▸ **EXERCISE TASK**: Copy out the listing below from the line with "Target: white lane marking" up to and including the line with "Pick out a point on every instance of the sandy", without any picture.

▸ **DATA TO PROCESS**:

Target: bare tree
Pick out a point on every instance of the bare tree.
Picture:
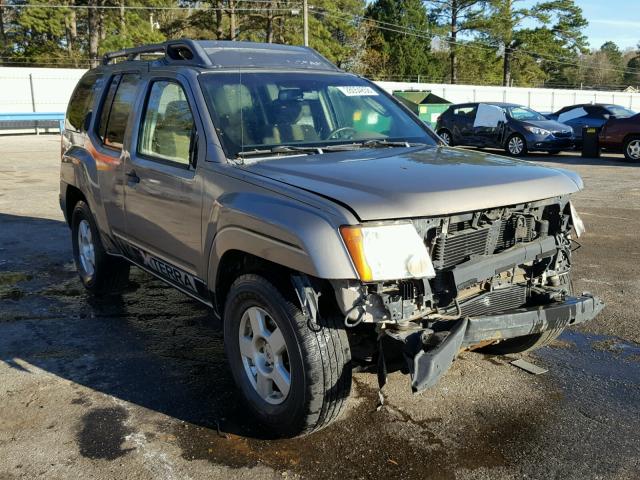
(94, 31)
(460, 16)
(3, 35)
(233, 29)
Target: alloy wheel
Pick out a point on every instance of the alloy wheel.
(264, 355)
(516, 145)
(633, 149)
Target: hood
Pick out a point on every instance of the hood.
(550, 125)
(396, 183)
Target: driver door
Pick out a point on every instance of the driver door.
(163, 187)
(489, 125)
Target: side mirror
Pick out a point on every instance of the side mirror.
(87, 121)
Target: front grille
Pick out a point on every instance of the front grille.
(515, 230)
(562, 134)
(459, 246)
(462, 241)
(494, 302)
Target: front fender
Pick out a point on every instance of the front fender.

...

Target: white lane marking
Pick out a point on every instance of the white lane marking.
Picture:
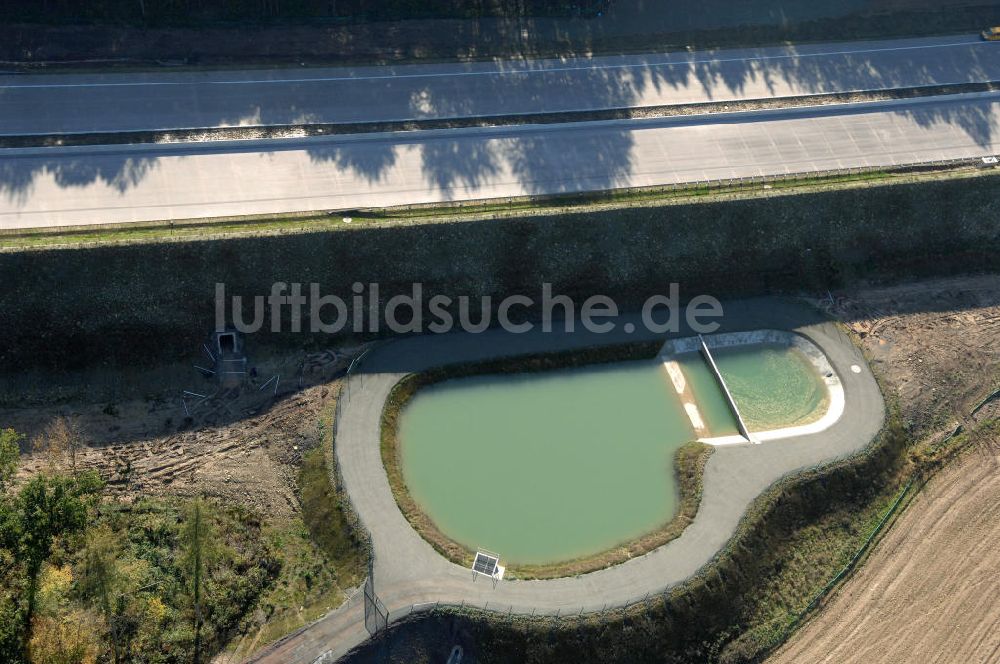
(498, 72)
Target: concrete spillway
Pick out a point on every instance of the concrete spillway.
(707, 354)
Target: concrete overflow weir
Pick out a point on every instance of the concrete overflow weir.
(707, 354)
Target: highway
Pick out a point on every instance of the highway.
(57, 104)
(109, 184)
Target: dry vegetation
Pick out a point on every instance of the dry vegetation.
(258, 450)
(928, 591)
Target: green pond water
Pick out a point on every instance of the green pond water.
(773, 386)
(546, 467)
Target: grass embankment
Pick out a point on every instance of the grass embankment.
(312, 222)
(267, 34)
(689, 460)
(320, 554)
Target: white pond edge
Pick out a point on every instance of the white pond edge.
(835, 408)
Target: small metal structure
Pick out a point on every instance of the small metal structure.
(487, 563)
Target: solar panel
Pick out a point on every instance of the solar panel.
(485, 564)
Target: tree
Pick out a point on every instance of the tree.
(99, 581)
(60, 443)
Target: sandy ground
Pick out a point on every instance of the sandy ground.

▸ **SOLUTION TO THIS TASK**:
Target: white lane marking
Pick out a point on every instance of the white lane marking.
Picture:
(498, 72)
Target: concrete spillway
Pick out a point on every instance of the concrete spillway.
(707, 354)
Target: concrete overflow weir
Pick out a point on every instance of the concrete overflow weir.
(707, 354)
Target: highway
Pick out a point on every instance of the highway.
(57, 104)
(109, 184)
Target: dry vegetation
Pick out a point on every instance of the dry vegetation.
(258, 450)
(928, 591)
Target: green pond water
Pick out a point on every instance of the green pond water.
(773, 386)
(546, 467)
Target: grass embankment
Pick out a point on every instance of the grass embankment.
(312, 222)
(267, 34)
(689, 460)
(320, 554)
Target: white pond edge
Pick out a point on every instance of the white pond edge.
(835, 408)
Target: small metal structure
Pick out a point on every instance of the small metal structure.
(487, 563)
Target: solar panel
Pick out a point on every instance of the solar panel.
(485, 564)
Target: tree
Pick out a point on every instance of the tree.
(99, 581)
(60, 443)
Target: sandy ground
Pick out a point on every instance of the sandy ground.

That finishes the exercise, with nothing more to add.